━━ Input rows ━━
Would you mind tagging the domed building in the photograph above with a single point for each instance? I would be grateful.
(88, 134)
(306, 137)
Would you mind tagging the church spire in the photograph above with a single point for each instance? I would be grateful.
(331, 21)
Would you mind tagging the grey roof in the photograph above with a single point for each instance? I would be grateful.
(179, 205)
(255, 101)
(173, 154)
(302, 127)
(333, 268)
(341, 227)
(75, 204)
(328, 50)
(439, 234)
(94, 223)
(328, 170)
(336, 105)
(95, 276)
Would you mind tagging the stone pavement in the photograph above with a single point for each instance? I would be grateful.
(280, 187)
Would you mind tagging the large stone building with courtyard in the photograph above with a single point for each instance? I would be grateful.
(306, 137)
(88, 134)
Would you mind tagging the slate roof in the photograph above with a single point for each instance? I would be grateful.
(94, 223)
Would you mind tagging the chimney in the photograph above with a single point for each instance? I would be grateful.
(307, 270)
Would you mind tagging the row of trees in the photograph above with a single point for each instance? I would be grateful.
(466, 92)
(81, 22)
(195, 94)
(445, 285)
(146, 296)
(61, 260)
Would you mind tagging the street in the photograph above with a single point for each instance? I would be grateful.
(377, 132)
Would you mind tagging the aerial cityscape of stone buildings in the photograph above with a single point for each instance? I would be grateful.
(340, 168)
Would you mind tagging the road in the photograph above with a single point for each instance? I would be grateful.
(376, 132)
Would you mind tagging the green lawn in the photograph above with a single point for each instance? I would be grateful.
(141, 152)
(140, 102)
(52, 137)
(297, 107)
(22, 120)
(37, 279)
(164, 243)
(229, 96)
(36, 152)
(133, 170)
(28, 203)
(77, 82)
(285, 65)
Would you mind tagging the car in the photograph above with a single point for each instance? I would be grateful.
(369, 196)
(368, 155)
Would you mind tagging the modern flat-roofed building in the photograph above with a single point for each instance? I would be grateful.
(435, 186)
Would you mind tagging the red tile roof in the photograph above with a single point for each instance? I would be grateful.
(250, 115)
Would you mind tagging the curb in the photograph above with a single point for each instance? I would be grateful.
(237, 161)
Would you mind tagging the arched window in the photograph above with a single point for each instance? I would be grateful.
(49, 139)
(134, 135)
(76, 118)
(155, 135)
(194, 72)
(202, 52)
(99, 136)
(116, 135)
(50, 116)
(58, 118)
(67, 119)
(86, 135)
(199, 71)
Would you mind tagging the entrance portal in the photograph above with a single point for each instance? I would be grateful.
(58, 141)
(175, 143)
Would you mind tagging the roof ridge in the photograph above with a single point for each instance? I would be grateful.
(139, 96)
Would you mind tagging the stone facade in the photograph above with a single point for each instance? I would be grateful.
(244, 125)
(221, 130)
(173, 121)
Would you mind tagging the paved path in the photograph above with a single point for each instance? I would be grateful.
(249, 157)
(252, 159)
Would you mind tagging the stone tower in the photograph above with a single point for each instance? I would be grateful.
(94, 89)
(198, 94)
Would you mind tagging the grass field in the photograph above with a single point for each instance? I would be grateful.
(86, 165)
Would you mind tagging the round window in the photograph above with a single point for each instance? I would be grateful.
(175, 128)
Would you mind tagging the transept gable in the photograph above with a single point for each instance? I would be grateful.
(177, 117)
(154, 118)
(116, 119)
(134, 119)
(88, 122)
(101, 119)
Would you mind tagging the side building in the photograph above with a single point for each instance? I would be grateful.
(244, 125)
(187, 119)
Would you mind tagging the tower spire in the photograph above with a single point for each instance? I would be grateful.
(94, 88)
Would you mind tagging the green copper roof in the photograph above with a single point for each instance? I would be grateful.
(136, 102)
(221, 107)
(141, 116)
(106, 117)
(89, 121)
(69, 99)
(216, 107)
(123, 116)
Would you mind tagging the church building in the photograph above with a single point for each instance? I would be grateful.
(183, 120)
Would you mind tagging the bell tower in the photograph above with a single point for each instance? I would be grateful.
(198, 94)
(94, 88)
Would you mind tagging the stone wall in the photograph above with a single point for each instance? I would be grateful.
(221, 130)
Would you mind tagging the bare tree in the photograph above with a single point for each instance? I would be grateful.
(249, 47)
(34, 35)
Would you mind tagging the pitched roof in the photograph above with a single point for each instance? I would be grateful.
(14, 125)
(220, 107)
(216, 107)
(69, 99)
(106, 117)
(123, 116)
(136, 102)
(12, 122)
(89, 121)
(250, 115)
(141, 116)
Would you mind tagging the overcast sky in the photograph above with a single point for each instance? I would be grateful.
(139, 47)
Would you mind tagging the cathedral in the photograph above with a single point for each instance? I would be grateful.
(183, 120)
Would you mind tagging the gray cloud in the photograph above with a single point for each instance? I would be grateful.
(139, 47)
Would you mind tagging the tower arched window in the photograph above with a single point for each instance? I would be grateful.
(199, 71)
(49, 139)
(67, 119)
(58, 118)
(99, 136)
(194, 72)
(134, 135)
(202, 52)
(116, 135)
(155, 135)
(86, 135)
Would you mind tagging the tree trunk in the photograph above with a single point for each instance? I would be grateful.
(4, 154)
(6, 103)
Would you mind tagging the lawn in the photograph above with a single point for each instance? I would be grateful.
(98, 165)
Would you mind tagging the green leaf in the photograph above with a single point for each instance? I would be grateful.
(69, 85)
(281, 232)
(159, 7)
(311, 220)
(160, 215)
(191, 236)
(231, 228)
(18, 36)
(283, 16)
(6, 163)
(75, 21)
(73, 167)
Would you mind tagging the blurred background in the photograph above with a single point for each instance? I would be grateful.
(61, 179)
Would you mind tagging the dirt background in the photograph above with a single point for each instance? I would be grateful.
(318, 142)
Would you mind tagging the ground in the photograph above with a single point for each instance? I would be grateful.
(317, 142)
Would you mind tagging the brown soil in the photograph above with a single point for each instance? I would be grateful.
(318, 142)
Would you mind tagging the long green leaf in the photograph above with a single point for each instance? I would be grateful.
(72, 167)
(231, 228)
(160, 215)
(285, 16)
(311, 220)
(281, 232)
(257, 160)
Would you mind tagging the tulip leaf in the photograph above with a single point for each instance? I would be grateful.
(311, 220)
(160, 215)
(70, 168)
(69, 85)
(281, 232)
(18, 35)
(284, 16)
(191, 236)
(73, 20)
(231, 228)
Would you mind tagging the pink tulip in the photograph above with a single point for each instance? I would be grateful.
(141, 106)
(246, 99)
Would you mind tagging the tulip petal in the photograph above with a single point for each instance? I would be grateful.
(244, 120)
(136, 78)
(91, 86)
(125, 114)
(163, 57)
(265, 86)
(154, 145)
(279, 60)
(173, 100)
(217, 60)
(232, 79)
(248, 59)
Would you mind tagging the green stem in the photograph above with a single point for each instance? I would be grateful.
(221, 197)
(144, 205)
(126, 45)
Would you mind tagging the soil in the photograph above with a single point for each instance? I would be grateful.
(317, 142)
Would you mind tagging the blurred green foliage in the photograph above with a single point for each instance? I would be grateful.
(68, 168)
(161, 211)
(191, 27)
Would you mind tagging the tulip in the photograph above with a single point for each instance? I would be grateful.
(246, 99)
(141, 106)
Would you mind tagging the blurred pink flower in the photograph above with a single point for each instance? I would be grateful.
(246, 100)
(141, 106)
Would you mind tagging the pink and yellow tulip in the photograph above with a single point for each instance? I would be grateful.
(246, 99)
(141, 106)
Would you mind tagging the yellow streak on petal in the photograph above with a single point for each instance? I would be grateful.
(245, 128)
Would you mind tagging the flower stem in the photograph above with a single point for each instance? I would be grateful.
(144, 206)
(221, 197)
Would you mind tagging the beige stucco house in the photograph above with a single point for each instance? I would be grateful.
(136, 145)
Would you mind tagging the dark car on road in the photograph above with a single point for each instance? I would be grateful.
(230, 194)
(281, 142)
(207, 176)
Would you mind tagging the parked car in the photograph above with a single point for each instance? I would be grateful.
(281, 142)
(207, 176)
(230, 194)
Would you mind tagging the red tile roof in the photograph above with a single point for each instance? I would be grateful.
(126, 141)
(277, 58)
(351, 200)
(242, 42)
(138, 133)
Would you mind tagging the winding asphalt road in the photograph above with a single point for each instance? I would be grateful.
━━━
*Directive:*
Return, word for word, the lines of the records starting with the line that contains "Would you mind tagging the dark" and going on through the final line of the records, both included.

*Answer to this problem:*
Would you mind tagging the dark car on road in the photograph above with a single point for each instance? I would be grateful.
(230, 194)
(281, 142)
(207, 176)
Would you mind tagging the parked car in the photograph above with a single point for each instance? I would be grateful.
(281, 142)
(207, 176)
(230, 194)
Would you mind tagging the red tile roof in the photograph above with a single point for each instance? I would be grateful.
(126, 141)
(277, 58)
(351, 200)
(242, 42)
(138, 133)
Would you mind tagging the winding asphalt road in the photograph above with a single point for each instance? I would be grateful.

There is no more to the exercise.